# Given problem:
Give all of the lines again exactly as they read.

-- start of Available data --

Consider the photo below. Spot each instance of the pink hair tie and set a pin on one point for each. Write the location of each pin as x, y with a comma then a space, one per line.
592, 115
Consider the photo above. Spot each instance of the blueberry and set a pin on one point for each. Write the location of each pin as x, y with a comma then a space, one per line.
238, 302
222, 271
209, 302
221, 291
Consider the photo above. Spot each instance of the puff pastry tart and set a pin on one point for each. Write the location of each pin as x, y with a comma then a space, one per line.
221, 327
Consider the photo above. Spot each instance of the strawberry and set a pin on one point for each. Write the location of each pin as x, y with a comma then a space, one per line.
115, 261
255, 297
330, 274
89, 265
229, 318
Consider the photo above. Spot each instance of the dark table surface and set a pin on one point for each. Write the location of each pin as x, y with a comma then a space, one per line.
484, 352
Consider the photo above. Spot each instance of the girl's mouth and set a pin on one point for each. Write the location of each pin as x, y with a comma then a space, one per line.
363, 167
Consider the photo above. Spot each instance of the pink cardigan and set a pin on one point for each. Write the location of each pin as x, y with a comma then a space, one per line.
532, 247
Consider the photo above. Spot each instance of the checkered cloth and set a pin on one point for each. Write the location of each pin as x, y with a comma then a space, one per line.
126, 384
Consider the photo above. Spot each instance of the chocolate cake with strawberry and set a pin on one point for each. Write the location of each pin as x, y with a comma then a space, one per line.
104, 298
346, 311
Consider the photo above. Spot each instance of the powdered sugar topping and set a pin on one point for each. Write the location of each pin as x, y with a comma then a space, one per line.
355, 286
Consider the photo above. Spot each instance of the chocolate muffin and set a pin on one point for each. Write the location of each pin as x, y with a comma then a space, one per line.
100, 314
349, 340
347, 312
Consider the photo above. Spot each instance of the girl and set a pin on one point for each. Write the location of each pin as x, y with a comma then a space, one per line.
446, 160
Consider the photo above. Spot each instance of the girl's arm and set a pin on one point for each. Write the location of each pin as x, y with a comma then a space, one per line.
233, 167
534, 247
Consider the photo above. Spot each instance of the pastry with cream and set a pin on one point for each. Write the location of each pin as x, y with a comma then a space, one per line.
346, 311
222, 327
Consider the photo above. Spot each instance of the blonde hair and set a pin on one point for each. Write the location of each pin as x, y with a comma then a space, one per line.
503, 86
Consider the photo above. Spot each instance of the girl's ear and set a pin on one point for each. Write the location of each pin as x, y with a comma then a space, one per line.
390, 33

-- end of Available data --

# Response to the exercise:
Consider the photo below. Spot each instance of the pink hair tie and set a pin on one point for each. Write the location of each pin as x, y with a comma then a space, one per line.
592, 115
Consider the photo above. Spot each instance of the blueberry and set a pin on one point for each. Write the location of each pin as x, y with a comma then a space, one per line.
238, 302
222, 271
209, 302
221, 291
Consider the photo above. Spot each instance of the puff pastry tart and set a pin on one point for each. Write the location of each pin as x, y with a comma then a space, one per line.
221, 327
Consider the photo above. Spot each instance of the strawberry and set a pin on one point for each. Write the location of each pin as x, y with a comma then a space, one per line.
115, 261
255, 297
330, 274
89, 265
229, 318
Consider the photo above. Spot each instance of the dark table surface and set a pin on one point for each. Write the location of each pin as x, y with a comma then a space, one per line.
484, 352
Consider the photo above. Spot each instance of the girl's mouth and set a pin on one point for each. Write the location of each pin as x, y with a comma then a space, one per line.
363, 167
Consider the photo above. Spot each instance of the pink cardigan and set a pin on one point for each. Write the location of each pin as x, y with a comma then a space, one per line.
532, 247
Consider the photo above. Spot each instance of the checkered cloth and set a pin on one point for each. Write the location of each pin as x, y with a comma then a space, one per line.
126, 384
Consider the photo above. Spot each instance of the chocolate cake with strawberry and set a pin on one point for each. Write the location of each pin as x, y with a comma then a space, one per line.
104, 298
346, 311
Consider the photo above. Spot each instance of the powdered sugar topping and set a pin on one point for each. Write the location of each pin as x, y with a comma then a space, one per line.
355, 286
Consider the photo above. Spot each instance of the chocolate muffin and set a pin on one point for each. Write the location of each pin as x, y with a comma then a space, one per line.
100, 314
349, 340
347, 312
Consider the photo above. Spot each instance of the girl and set a pin on one point for each. Write the location of each pin as x, y with a comma then a space, one per line.
446, 160
Consider the photo above. Spot each instance of the girl's arm and set a pin on one point for each. Write the location of each pin as x, y with a comma then a space, one per line.
233, 167
534, 247
Consider the photo above. Spot each instance of the pastry with cream and set a pin on one point for each. Write the location of each pin as x, y with a comma then a space, one per line.
346, 311
222, 327
Consider the photo above. Spot each instance of the blonde hair and set a pin on one point for each. Write the location of each pin as x, y with a comma then a space, one per line.
503, 86
Consider the photo above. Spot each instance of the girl's ear and set a pin on one point for each. Write the location of each pin as x, y with a comma then a space, one per line.
390, 33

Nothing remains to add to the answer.